Top of AVAILABLE DATA

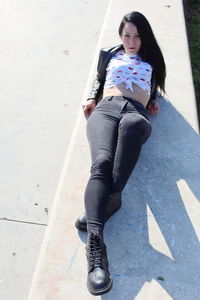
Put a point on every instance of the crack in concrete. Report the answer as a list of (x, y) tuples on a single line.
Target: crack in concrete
[(19, 221)]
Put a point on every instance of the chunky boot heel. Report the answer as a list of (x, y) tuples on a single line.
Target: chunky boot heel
[(99, 281), (114, 204)]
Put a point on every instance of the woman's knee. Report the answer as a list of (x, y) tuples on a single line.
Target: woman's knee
[(102, 165)]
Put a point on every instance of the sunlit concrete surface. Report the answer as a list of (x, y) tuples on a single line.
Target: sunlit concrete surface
[(44, 61)]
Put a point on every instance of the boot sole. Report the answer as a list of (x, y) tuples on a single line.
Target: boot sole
[(102, 291)]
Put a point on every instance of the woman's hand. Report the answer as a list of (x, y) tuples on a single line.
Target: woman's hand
[(88, 107), (153, 108)]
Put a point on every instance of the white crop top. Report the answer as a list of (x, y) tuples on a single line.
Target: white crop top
[(129, 69)]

Bottom of AVAILABLE DATA

**EXERCISE OBJECTIVE:** Only the pictures are to be omitted; restate everything else above exactly.

**FINISHED TASK:**
Put a point on every instance of the crack in concrete. Report the answer as a list of (x, y) tuples on a single line.
Target: crack in concrete
[(19, 221)]
Put a point on every instance of the chunky boot heel. Report the answer as a list of (x, y) tuples on a single line.
Target: chunky boot heel
[(99, 281), (114, 204)]
Put a point on every instance of the woman's knee. Report the answer as a list of (x, y) tuples on a single line.
Target: woman's knee
[(102, 165)]
Put a point on every instance of the sunlit concrete surface. Report the answer as a list of (x, y) tuples on a single line.
Target: sunlit concrete surface
[(44, 61)]
Put a point on every instance of the boot sole. Report the answer as a list of (x, y) tuples on a single line.
Target: boot sole
[(102, 291)]
Put a point on every instance of the woman's hand. Report the answer as a list of (x, y) tuples on a single line.
Target: woman's hand
[(88, 107), (153, 108)]
Put a point on every instance of the white crop top. Report the answer as a list of (x, y) tuples on a single line.
Target: white crop top
[(129, 69)]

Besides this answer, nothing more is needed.